◆ **Document segment**
================================

Federation gave Australia a national government that speaks and acts for the country as a whole. First mooted in the 1840s, about forty years were to pass before the individual colonies took the first serious steps towards unification. In a theatre of intense colonial rivalry the moves towards federation were stalled and slow.
The first rumblings of nationhood developed under the repressive and militant sovereignty of a penal colony. Colonial liberals of the 1840s argued that the State – while under military rule and still receiving convicts – would continue to be seen as a gaol, discouraging both free emigrants and self-government. Political and social thought was in the process of evolving:
In short, the brutality and human degradation of the convict system destroyed the legitimacy of the old order and made new structures of government a precognition for independence. And, perhaps more importantly, this experience focused all attention on political reform and the benefits of a reformed – but still strong – state. (Najman and Western, 1993:31).
The first recorded idea of unification appeared in 1847 when Earl Grey, Britain’s colonial secretary, suggested a national assembly to regulate the common interests of the Australian colonies. In the 1850s John Dunmore Lang, a Scottish cleric in New South Wales, founded the Australian League which too called for, and campaigned for, a united Australia. The colonial governments, by the 1860s themselves in support of unification, began the first of many inter-colonial conferences to propose the role of a central government. However, because the participating colonies were also economic rivals, the movement towards federation was to be marred with hesitancy. As separate entities, the colonies were in conflict:
Each colony had its own customs and immigration laws, postal service and defence forces, and there was considerable mistrust between them. Increasingly free-trade New South Wales and protectionist Victoria feared each other’s motives, South Australia, free from the ‘convict taint’, looked down on the others, and Western Australia was suspicious of the faraway east. (Alomes and Jones, 1991:105).

================================

Dataset extracts labeled with boxes:
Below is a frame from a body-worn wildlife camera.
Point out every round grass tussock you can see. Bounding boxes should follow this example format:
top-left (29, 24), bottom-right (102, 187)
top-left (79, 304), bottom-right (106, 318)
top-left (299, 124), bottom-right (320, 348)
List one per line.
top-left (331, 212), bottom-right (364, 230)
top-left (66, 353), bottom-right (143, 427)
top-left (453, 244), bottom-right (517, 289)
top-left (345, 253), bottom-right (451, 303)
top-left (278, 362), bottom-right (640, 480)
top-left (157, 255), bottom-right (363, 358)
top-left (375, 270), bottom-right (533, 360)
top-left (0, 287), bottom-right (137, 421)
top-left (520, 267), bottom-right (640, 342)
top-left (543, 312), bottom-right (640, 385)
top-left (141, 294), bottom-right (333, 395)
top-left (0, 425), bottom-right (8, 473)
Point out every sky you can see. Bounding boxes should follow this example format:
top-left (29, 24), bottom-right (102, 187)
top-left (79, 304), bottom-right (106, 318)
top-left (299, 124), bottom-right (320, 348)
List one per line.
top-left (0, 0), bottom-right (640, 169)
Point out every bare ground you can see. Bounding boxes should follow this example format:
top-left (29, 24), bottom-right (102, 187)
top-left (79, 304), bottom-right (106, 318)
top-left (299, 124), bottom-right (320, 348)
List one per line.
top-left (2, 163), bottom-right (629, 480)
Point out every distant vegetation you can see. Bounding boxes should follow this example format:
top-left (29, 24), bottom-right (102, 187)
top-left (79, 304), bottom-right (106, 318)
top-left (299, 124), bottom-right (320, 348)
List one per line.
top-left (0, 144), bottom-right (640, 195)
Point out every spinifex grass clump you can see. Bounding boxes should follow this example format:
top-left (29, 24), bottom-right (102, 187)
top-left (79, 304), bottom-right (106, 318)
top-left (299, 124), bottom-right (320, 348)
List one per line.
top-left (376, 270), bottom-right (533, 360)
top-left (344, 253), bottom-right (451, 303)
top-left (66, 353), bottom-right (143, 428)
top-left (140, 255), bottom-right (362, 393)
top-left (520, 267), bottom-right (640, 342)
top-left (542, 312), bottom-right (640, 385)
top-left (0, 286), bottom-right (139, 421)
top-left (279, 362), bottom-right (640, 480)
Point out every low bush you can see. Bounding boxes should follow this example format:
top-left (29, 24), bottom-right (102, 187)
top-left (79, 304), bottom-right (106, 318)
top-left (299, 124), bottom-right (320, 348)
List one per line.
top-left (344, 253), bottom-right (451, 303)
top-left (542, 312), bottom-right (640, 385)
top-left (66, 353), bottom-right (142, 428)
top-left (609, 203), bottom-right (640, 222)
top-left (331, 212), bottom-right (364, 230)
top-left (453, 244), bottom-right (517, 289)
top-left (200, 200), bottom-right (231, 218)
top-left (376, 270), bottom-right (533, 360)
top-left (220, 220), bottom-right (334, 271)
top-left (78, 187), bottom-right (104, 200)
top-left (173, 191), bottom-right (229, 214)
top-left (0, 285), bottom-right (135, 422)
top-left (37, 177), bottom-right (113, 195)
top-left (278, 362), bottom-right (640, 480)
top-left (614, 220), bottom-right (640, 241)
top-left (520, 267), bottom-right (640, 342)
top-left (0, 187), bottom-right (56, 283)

================================

◆ **Directions**
a – Rewrite the part of the Australian federation text that begins at the words "Federation gave Australia" and stops after "stalled and slow.", replacing "national government" with "federal government".
b – According to the Australian federation text, who founded the Australian League?
The records have no role in any of this.

◆ **Answers below**
a –
Federation gave Australia a federal government that speaks and acts for the country as a whole. First mooted in the 1840s, about forty years were to pass before the individual colonies took the first serious steps towards unification. In a theatre of intense colonial rivalry the moves towards federation were stalled and slow.

b – John Dunmore Lang, a Scottish cleric in New South Wales, founded it in the 1850s.